From the first line to the last, print the listing exactly.

________

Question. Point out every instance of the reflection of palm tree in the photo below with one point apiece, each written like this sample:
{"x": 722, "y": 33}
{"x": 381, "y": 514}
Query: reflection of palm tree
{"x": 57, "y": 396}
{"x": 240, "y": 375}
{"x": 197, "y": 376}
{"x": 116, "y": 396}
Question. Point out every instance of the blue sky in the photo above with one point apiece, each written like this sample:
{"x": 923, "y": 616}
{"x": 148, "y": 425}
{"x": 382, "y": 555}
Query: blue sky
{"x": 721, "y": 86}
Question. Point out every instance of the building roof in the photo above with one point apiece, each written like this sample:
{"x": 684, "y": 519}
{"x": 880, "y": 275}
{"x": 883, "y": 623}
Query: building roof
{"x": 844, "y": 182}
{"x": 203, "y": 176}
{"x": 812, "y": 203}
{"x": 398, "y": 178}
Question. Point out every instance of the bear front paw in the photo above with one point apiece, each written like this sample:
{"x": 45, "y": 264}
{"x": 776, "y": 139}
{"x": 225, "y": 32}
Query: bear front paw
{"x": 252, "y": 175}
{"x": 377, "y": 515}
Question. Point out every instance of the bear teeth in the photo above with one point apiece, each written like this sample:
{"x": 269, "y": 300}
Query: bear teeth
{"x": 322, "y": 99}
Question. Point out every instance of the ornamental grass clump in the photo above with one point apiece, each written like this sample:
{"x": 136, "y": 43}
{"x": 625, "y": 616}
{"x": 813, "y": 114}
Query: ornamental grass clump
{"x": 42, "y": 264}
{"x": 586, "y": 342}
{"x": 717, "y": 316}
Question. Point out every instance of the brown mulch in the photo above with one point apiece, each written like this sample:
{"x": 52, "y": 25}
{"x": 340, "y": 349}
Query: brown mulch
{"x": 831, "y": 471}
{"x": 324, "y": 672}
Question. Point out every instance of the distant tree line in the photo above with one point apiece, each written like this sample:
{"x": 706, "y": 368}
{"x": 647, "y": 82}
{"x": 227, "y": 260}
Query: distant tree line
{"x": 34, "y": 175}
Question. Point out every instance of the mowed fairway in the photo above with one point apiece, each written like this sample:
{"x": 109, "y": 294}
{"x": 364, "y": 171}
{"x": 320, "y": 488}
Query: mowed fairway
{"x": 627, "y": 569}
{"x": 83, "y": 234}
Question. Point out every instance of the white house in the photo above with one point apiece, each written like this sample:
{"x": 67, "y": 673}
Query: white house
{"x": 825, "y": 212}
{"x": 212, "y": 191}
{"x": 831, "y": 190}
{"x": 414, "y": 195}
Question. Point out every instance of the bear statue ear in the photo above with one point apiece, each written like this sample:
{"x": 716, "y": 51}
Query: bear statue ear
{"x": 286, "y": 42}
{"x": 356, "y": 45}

________

=== Result below ===
Question. Point out every instance of the reflection of palm tree in the photo below with one point apiece, each written like this sample:
{"x": 722, "y": 33}
{"x": 381, "y": 514}
Query: reflection of palm tree
{"x": 57, "y": 396}
{"x": 240, "y": 375}
{"x": 197, "y": 376}
{"x": 116, "y": 396}
Question. Point out every instance of the blue sky in the photo above with one point apiece, each written like this sample:
{"x": 923, "y": 616}
{"x": 148, "y": 425}
{"x": 382, "y": 555}
Query: blue sky
{"x": 721, "y": 86}
Question. Point out every instance of the building roof in the photo above with one point apiece, each written like this sample:
{"x": 684, "y": 519}
{"x": 880, "y": 275}
{"x": 883, "y": 623}
Query: building roof
{"x": 844, "y": 182}
{"x": 203, "y": 176}
{"x": 812, "y": 203}
{"x": 398, "y": 178}
Question. Point out every instance of the bear front paw in the photo above with one point apiece, each written like this sample:
{"x": 45, "y": 264}
{"x": 776, "y": 139}
{"x": 225, "y": 32}
Query: bear front paw
{"x": 252, "y": 175}
{"x": 377, "y": 515}
Question. Point out every instance of the bear teeth in the photo above with one point apiece, each written like this sample:
{"x": 269, "y": 300}
Query: bear teeth
{"x": 322, "y": 99}
Question. Point out every instance of the ornamental grass clump in the photo above with one point apiece, each written like this sample:
{"x": 136, "y": 43}
{"x": 625, "y": 616}
{"x": 813, "y": 114}
Query: ornamental grass clump
{"x": 42, "y": 264}
{"x": 586, "y": 342}
{"x": 717, "y": 316}
Question. Point out every instance of the brown mulch in the photo above with one point apiece, each written like this sample:
{"x": 52, "y": 25}
{"x": 340, "y": 349}
Query: brown mulch
{"x": 831, "y": 471}
{"x": 324, "y": 672}
Question. Point out every instance of the distant tree line in the photo above with one point apiece, each written like this sample:
{"x": 706, "y": 368}
{"x": 647, "y": 82}
{"x": 227, "y": 260}
Query: distant tree line
{"x": 34, "y": 175}
Question. Point out every instance of the mowed fairway in the photo above with one point apiece, each written like this sample:
{"x": 109, "y": 294}
{"x": 364, "y": 171}
{"x": 320, "y": 488}
Query: mowed fairway
{"x": 627, "y": 569}
{"x": 83, "y": 234}
Question. Point out every instance of the white house in the photo above with one point apiece, each written like this sample:
{"x": 67, "y": 673}
Query: white house
{"x": 825, "y": 212}
{"x": 212, "y": 191}
{"x": 831, "y": 190}
{"x": 414, "y": 195}
Question. Point out every instance of the bear statue ear in the photo above with one point apiece, each written like this sample:
{"x": 716, "y": 51}
Query: bear statue ear
{"x": 286, "y": 42}
{"x": 356, "y": 45}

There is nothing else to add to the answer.